WORK TO COMPLETE -
[A] From the text on the Palme murder investigation, reproduce the passage starting at "To this day, the" and ending at "face are banned.", word for word.
[B] Translate this sentence from the text on the Palme murder investigation into Spanish: "Engström had shooting experience, and was good friends with a weapons collector who had a large amount of firearms, including the type used in the murder."
[C] Pick up the text on the Palme murder investigation after its final sentence and keep writing.

READING PASSAGE -

────────────────

The best (and perhaps only) bet for physical evidence would probably be bullets with the same led isotope composition, and a plausible gun...

To summarize what was said during the press conference, and the prosecutorial logic:

* The conclusion is essentially based on the information available at the time of the murder, and witness testimony from that time. The early investigation was a huge parade of mistakes, and no conclusive technical evidence could be obtained. The only substantial evidence the police has is two bullets, and they're so damaged that the Swedish forensics experts are not confident they could be matched to a weapon.

* Engström, the suspect, is known to have been near the murder scene at the time, and he has been conclusively shown to have lied about his actions. Among other things, he claimed to have provided first aid to Olof Palme, and to have spoken to his wife, both of which are false. Engström has also changed his story or provided contradicting testimony on other things. The early assessment was that he enjoyed the attention and wanted to inflate his own importance.

* The other witnesses generally describe a fleeing suspect whose description matches Engström's. He himself provided another description. None of the other witnesses remember Engström being at the scene in the minutes after the murder, contrary to his own statements.

* Engström had shooting experience, and was good friends with a weapons collector who had a large amount of firearms, including the type used in the murder.

* Attempts to find a forensic link failed, including in the recent months. The possible murder weapon owned by Engström's friend was inconclusive. DNA swabs from Engström's family could not be matched to anything. The police appear to have no DNA of the murderer from the crime scene.

* While the above points would be enough to arrest Engström and likely to charge him, this would likely not be enough evidence at a trial. Most importantly, there's no hard evidence that Engström had a weapon on him that night.

Interestingly, today even the PM who took over after Palme said that even he had noticed the police incompetence within hours of the murder.

Interesting side fact: The Palme murder was long blamed on the Kurdish organization PKK which got banned as a "terrorist" organization in Europe around 1993/94 as a result.

To this day, the German government (one might assume on "request" of the Turkish government) uses that ban to prosecute anything even remotely dealing with Kurdish organizations - even things such as a depiction of Öcalan's face are banned.

────────────────

PROVIDED MATERIAL -

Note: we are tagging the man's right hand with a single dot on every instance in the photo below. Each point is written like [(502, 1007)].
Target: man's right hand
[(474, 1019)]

────────────────

TASK ANSWERS -
[A]
To this day, the German government (one might assume on "request" of the Turkish government) uses that ban to prosecute anything even remotely dealing with Kurdish organizations - even things such as a depiction of Öcalan's face are banned.

[B] Engström tenía experiencia en tiro y era buen amigo de un coleccionista de armas que poseía una gran cantidad de armas de fuego, incluido el tipo utilizado en el asesinato.

[C]
You don't think it was all the bombs in Turkey and in other countries that gave it that designation?
I assume this the same Kurdish group that has been fighting Turkey for decades, and in Iraq, the one the us allied with to fight Isis? Turkey of course accuses them of all bad things. Maybe it was Turkey. The US never really satisfactorily has gotten past our own JFK murder even though they caught the person.
Yep, exactly this Kurdish group - although to be precise, the ISIS fighters were the YPG/YPJ; these are loosely associated with the PKK which is still enough for the German government to say PKK = YPG. Utterly ridiculous.
So he is "identified" as a killer now because a journalist and police say that. No weapon. No proofs. Throw a dice. Guilty.

And we were spending all this money on expensive judges, prosecutors and lawyers, for thousands of years without a reason...

Farsical. Just because the investigators don't have the actual perpetrator(s) on the radar it doesn't follow that the only one they haven't managed to look more closely at is the perpetrator. They still need some actual evidence. Being angry because Stig is more intelligent than the police, and told them so, is not evidence.
First of all: If Stig did it, there would have to have been more than one person involved in the murder. There's not a snowball's chance in hell that Stig could know Palme was passing by otherwise. And there's no way he could have killed Palme on the spur of the moment. (Too many reason to go into here.)

It all falls down on this simple fact. What an amazing embarrassment for the Swedish investigators.

Now, if there was more than one person involved (a conspiracy), does anyone really believe the other(s) would let Stig keep on drawing attention to himself? He would be dead in short order.